After all the initial rubbish before the actual performance
- there must be opera lovers besides myself who would prefer
to go straight to the kernel - we get some beautiful “Salzburg
by Night” sequences and end up in the Felsenreitschule.
There we encounter the eponymous hero, Tito, the Roman
Emperor, making a telephone call! Aha, one of those journeys
in time again! Misgivings arrive and are duly confirmed.
The full stage picture is a kind of doll’s house in three
floors with lots of small “rooms”, visible stairs between
the floors. As the drama unfolds there is a lot of running
up and down these stairs. Most of the action takes place,
however, on a front stage. Tito is dressed, while making
his call, in something remotely resembling a Roman toga,
but when the other characters appear they are in more or
less formal suits and modern dresses. Since most of the
male characters are played by females (Sesto and Annio)
neither of whom looks very masculine, we are in for a somewhat
confusing evening. The director obviously wants to show
that relationships are on the whole sexually motivated
and the actors are encouraged to be very intimate.
I don’t really mind sensuality on stage but I have a
creeping feeling that Martin Kušej is more after sensationalism.
This concept also means that the actors, Dorothea Röschmann
at least, is required to change clothes on stage. It is
a comfort that present day’s opera singers are attractive
to look at, even with a minimum of cover. To mark the topicality
of the production there are even a couple of masked terrorists
who set the imperial palace on fire, splashing petrol all
over the place, resulting in a second act where most of
the characters run about with sooty faces.
Do I seem bantering or negative? To some degree I am,
but I have also tried to understand Kušej’s motives. Suppose
that he wants to tell us that our present society, in spite
of development and culture, is just as crude and primitive
as Roman society, which was also known to be highly developed
and cultural – and crude. When in the second act Sesto
is found guilty of treachery he is to be thrown to the
lions. We still use the expression in a figurative sense
when leaking compromising information to the tabloid press.
Sometimes, however, I wonder if Kušej just wants to show
the improbability of the opera seria concept as
a whole. In several scenes the action seems so over the
top that it can only be meant as parody. The chorus’s first
entry is as a group of - American? - tourists in casual
dress. There are scenes - e.g. between Tito and Servilia
- that verge on slap-stick. Tito himself is portrayed as
neurotic, not to say mad. Michael Schade’s acting is utterly
convincing. I came to think of the mad Danish king Christian
VII, who married Caroline Mathilde, sister of George III
of England, to British music lovers at least known through
Peter Maxwell Davies’ ballet Caroline Mathilde.
My wife left after the first act, but I persevered.

## INSTRUCTIONS
[1] From the opera review, extract the stretch from "Sometimes, however, I" through "but I persevered.".
[2] In one to three sentences, explain why the reviewer of the opera review expects "a somewhat confusing evening."

## DATASET EXTRACT
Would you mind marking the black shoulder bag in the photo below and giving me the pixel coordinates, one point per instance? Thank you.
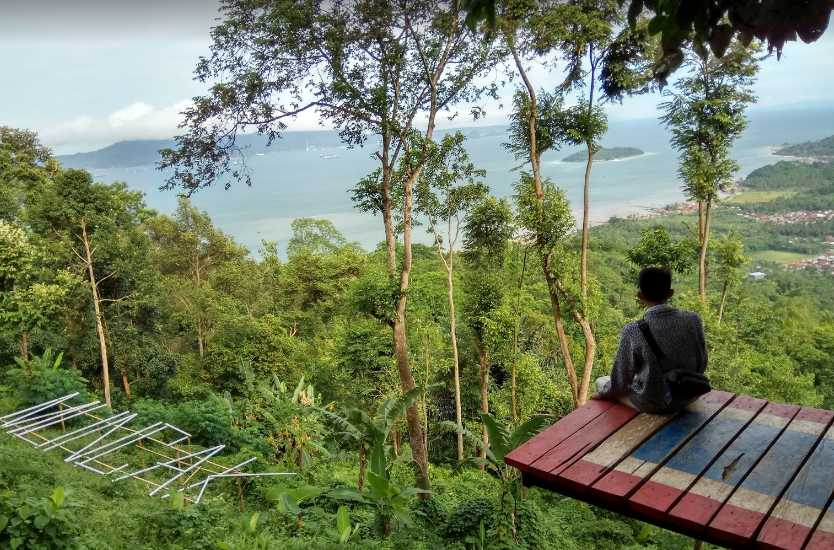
(685, 385)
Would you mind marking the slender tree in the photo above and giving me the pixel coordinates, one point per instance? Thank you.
(370, 68)
(729, 257)
(189, 247)
(447, 190)
(487, 233)
(705, 113)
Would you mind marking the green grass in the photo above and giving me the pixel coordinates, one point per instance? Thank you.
(758, 197)
(778, 256)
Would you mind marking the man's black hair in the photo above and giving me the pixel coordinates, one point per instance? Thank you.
(655, 283)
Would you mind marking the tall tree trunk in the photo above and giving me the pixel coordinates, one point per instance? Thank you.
(415, 428)
(590, 351)
(102, 341)
(586, 226)
(513, 383)
(562, 338)
(483, 364)
(126, 386)
(24, 345)
(704, 215)
(395, 440)
(455, 356)
(724, 288)
(536, 168)
(586, 192)
(363, 465)
(200, 339)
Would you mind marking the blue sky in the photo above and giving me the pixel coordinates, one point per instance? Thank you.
(87, 73)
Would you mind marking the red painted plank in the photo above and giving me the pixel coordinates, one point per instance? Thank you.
(823, 538)
(797, 512)
(740, 517)
(667, 484)
(713, 489)
(537, 446)
(637, 467)
(576, 446)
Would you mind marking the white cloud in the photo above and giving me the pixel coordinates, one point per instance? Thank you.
(131, 113)
(138, 120)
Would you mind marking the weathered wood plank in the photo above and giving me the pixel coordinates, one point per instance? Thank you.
(704, 499)
(682, 470)
(601, 460)
(823, 537)
(741, 516)
(537, 446)
(796, 513)
(577, 445)
(631, 472)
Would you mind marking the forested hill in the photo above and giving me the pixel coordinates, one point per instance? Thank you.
(606, 153)
(125, 154)
(823, 148)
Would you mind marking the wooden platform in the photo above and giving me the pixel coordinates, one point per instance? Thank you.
(732, 470)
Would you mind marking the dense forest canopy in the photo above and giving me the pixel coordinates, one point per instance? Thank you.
(391, 382)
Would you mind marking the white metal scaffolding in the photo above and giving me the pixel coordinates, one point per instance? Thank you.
(92, 442)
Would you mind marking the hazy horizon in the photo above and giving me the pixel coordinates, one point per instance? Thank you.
(90, 73)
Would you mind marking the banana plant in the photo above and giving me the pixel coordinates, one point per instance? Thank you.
(391, 501)
(502, 440)
(290, 500)
(345, 530)
(371, 434)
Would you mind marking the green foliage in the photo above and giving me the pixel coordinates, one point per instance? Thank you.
(311, 236)
(41, 378)
(706, 115)
(36, 523)
(657, 248)
(391, 501)
(822, 148)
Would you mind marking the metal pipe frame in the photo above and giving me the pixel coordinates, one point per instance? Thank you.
(29, 421)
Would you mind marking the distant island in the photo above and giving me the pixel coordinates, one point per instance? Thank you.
(606, 153)
(820, 149)
(143, 152)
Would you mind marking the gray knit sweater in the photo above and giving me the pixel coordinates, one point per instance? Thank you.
(637, 374)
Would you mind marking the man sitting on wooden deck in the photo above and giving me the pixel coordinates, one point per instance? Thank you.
(661, 360)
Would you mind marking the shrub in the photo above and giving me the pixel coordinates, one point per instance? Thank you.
(36, 523)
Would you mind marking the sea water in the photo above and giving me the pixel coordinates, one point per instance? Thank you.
(316, 183)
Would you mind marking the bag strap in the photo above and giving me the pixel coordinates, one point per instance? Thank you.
(647, 334)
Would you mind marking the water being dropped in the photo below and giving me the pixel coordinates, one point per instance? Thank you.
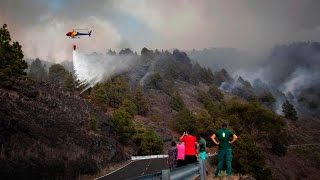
(91, 69)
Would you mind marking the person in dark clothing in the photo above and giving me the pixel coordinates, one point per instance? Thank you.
(225, 149)
(190, 143)
(172, 156)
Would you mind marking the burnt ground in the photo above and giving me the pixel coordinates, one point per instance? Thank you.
(45, 133)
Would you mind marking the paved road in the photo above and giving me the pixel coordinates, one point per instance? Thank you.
(138, 168)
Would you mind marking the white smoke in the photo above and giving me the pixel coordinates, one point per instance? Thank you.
(301, 78)
(95, 68)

## RESPONSES BY TASK
[1]
Sometimes, however, I wonder if Kušej just wants to show
the improbability of the opera seria concept as
a whole. In several scenes the action seems so over the
top that it can only be meant as parody. The chorus’s first
entry is as a group of - American? - tourists in casual
dress. There are scenes - e.g. between Tito and Servilia
- that verge on slap-stick. Tito himself is portrayed as
neurotic, not to say mad. Michael Schade’s acting is utterly
convincing. I came to think of the mad Danish king Christian
VII, who married Caroline Mathilde, sister of George III
of England, to British music lovers at least known through
Peter Maxwell Davies’ ballet Caroline Mathilde.
My wife left after the first act, but I persevered.

[2] Most of the male characters, Sesto and Annio, are played by women. Neither of them looks very masculine.